▶ [EXERCISE AIM]: Quote all of the entries word for word.

▶ [RECORD LIST]:
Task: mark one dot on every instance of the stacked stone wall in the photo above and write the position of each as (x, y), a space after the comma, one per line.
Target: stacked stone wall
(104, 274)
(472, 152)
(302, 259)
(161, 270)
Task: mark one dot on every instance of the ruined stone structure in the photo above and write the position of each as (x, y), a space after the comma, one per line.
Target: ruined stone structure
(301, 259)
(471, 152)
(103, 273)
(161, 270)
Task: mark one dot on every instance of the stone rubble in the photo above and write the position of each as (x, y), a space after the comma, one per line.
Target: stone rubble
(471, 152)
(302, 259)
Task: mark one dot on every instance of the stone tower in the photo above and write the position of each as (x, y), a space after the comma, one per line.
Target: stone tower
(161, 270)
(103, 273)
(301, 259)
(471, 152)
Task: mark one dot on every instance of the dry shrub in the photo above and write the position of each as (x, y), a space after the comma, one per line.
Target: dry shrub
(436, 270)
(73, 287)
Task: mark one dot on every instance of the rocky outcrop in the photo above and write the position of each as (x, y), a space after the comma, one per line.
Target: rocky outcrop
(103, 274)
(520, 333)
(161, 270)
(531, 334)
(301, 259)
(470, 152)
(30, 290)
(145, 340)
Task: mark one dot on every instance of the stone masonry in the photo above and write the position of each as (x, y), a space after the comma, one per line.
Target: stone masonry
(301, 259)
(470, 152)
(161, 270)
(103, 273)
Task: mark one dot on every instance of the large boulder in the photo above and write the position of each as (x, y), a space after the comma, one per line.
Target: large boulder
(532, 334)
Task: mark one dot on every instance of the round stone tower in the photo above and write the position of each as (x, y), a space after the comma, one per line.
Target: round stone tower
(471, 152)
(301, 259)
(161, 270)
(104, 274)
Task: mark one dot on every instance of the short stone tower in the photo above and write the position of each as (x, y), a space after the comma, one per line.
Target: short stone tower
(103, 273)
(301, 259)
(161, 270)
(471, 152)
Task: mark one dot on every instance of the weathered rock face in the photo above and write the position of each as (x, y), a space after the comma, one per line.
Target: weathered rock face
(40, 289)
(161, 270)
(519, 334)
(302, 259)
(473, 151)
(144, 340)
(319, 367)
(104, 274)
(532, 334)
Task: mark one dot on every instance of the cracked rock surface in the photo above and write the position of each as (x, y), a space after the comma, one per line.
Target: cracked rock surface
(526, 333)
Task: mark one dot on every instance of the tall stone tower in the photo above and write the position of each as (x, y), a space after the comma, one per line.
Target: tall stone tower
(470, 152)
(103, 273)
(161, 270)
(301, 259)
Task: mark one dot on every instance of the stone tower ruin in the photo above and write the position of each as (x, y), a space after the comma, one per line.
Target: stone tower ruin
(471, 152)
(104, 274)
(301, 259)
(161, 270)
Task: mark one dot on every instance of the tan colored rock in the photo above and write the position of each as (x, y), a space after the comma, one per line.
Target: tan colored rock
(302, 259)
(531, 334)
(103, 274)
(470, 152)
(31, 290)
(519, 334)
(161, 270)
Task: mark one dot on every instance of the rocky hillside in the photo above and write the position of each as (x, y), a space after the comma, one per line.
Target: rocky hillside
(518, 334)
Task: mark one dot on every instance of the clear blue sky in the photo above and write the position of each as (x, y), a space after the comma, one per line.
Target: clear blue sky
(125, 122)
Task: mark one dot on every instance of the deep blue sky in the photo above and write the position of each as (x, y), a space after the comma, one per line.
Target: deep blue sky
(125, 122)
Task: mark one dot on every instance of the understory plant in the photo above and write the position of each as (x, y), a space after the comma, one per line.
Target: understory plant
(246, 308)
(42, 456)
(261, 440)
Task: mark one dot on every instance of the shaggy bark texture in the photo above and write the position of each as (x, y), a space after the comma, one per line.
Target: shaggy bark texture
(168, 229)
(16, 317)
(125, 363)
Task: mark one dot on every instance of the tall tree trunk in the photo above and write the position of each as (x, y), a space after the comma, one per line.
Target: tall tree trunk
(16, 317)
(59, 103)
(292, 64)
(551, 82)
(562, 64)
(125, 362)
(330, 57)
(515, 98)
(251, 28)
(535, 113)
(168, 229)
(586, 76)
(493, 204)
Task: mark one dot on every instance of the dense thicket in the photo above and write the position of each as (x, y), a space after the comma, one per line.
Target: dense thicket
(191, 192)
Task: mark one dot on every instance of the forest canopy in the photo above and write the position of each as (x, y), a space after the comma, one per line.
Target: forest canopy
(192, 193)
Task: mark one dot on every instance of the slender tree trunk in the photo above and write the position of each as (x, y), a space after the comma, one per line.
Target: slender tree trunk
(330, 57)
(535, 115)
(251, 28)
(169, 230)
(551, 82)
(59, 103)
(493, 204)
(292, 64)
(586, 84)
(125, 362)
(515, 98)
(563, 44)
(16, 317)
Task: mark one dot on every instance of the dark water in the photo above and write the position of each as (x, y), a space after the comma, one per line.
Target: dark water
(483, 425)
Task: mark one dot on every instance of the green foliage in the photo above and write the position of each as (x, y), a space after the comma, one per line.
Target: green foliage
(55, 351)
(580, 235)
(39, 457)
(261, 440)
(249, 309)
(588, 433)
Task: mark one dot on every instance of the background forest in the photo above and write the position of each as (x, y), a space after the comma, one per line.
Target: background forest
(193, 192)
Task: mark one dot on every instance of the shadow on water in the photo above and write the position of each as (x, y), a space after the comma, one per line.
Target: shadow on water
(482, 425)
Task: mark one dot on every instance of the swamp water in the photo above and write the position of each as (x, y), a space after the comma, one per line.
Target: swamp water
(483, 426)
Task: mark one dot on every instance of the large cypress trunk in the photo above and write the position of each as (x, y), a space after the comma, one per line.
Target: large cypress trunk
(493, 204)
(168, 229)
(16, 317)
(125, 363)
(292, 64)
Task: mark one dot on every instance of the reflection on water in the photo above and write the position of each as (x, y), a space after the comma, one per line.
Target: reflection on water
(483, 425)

▶ [ANSWER TO THE PROBLEM]:
Task: mark one dot on every instance of the stacked stone wall in the photo above and write the position of each as (x, y), a space after the comma, one per line.
Target: stacked stone wall
(104, 274)
(472, 152)
(302, 259)
(161, 270)
Task: mark one dot on every instance of the ruined stone structure in the photo above and write the position of each as (x, y), a space after the comma, one per line.
Target: ruined stone structure
(301, 259)
(471, 152)
(103, 273)
(161, 270)
Task: mark one dot on every instance of the stone rubble in the photo above and write the position of each as (x, y), a space after the comma, one per line.
Target: stone rubble
(471, 152)
(302, 259)
Task: mark one dot on every instance of the stone tower in the photo above and write the position of each as (x, y), a space after the comma, one per line.
Target: stone tower
(161, 270)
(103, 273)
(301, 259)
(471, 152)
Task: mark one dot on every instance of the dry shrub in the photo above and write the position of each as (x, y), a space after the comma, one per line.
Target: dry shrub
(436, 270)
(73, 287)
Task: mark one dot on every instance of the rocky outcrop in the photo above and write the position of each as (x, y), a space after the comma, one per line.
Target: rocky outcrop
(103, 274)
(520, 333)
(161, 270)
(531, 334)
(301, 259)
(470, 152)
(30, 290)
(145, 340)
Task: mark one dot on every instance of the stone masonry in the photo above and write the position of each as (x, y), a space after the comma, one per line.
Target: stone masonry
(301, 259)
(470, 152)
(161, 270)
(103, 273)
Task: mark one dot on every instance of the large boulder in the photo above and write the position of each as (x, y), a space after the comma, one per line.
Target: large boulder
(532, 334)
Task: mark one dot on every instance of the round stone tower in the photo above and write the position of each as (x, y), a space after the comma, one per line.
Target: round stone tower
(471, 152)
(301, 259)
(161, 270)
(104, 274)
Task: mark one dot on every instance of the short stone tower in the photo above and write the position of each as (x, y), a space after the comma, one per line.
Target: short stone tower
(103, 273)
(301, 259)
(161, 270)
(471, 152)
Task: mark one dot on every instance of the weathered rock face in the photo above and write the position of each as (x, y), a space after the comma, one per line.
Target: weathered rock face
(40, 289)
(161, 270)
(519, 334)
(302, 259)
(473, 151)
(144, 340)
(319, 367)
(104, 274)
(532, 334)
Task: mark one dot on every instance of the cracked rock surface in the photo above and write the position of each as (x, y), a space after the comma, one per line.
Target: cracked rock surface
(526, 333)
Task: mark one dot on every instance of the tall stone tower in the photo above and write the position of each as (x, y), a space after the comma, one per line.
Target: tall stone tower
(470, 152)
(103, 273)
(161, 270)
(301, 259)
Task: mark one dot on every instance of the stone tower ruin in the photo above and write the position of each as (x, y), a space after the comma, one per line.
Target: stone tower ruin
(471, 152)
(104, 274)
(301, 259)
(161, 270)
Task: mark one dot on every instance of the tan colored rock in the photo above and write the position of each as (x, y), a space after the comma, one per line.
Target: tan colored rock
(302, 259)
(531, 334)
(103, 274)
(470, 152)
(31, 290)
(519, 334)
(161, 270)
Task: mark one dot on every instance of the rocky hillside in the photo above and write the position of each as (x, y), a space after the comma, one per line.
Target: rocky hillside
(518, 334)
Task: mark one dot on every instance of the clear blue sky in the photo above and write the position of each as (x, y), a space after the comma, one per line.
Target: clear blue sky
(125, 122)
Task: mark one dot on every instance of the deep blue sky in the photo above and write the position of each as (x, y), a space after the comma, one per line.
Target: deep blue sky
(125, 122)
Task: mark one dot on every instance of the understory plant in the photo above and write the position of each as (x, y), a space after the comma, one per line.
Target: understory plant
(246, 308)
(42, 456)
(261, 440)
Task: mark one dot on every instance of the shaggy bark texture in the photo above and write the position of each as (x, y), a space after the comma, one per line.
Target: shaggy bark texture
(168, 229)
(16, 317)
(125, 363)
Task: mark one dot on every instance of the tall tree trunk in the photo above and write the position of each as (x, y), a space after the comma, one per line.
Target: tall tree trunk
(16, 317)
(59, 103)
(292, 64)
(551, 82)
(562, 64)
(125, 362)
(330, 57)
(515, 98)
(251, 28)
(535, 113)
(168, 229)
(586, 76)
(493, 204)
Task: mark one dot on every instance of the dense thicket in the photo above and write the position of each as (x, y), a space after the comma, one per line.
Target: dense thicket
(191, 192)
Task: mark one dot on every instance of the forest canopy in the photo above and write the position of each as (x, y), a space after the comma, one per line.
Target: forest canopy
(192, 193)
Task: mark one dot on every instance of the slender tree trunk in the photo above and write the position of each as (x, y), a space after the comma, one per line.
Target: slender tree trunk
(330, 57)
(535, 115)
(251, 28)
(169, 230)
(551, 82)
(59, 103)
(493, 204)
(292, 64)
(586, 84)
(125, 362)
(515, 98)
(563, 44)
(16, 317)
Task: mark one dot on every instance of the dark water in the photo above and write the position of each as (x, y), a space after the comma, one per line.
Target: dark water
(483, 425)
Task: mark one dot on every instance of the green foliage in the photo above and write the position of each as (x, y), a space after the comma, one per line.
Target: green foliage
(55, 351)
(580, 235)
(39, 457)
(261, 440)
(249, 309)
(588, 433)
Task: mark one dot on every instance of the background forest in the photo above and write the position of each as (x, y), a space after the comma, one per line.
Target: background forest
(193, 192)
Task: mark one dot on every instance of the shadow on water in the photo above and write the position of each as (x, y), a space after the comma, one per line.
Target: shadow on water
(482, 425)
Task: mark one dot on every instance of the swamp water in the photo above and write the position of each as (x, y), a space after the comma, one per line.
Target: swamp water
(483, 426)
Task: mark one dot on every instance of the large cypress trunk in the photo above and write the position of each as (x, y), a space after the comma, one per line.
Target: large cypress trunk
(493, 204)
(168, 229)
(16, 317)
(125, 363)
(292, 64)
Task: mark one dot on every instance of the reflection on water in the photo above and write the position of each as (x, y), a space after the comma, one per line.
Target: reflection on water
(483, 425)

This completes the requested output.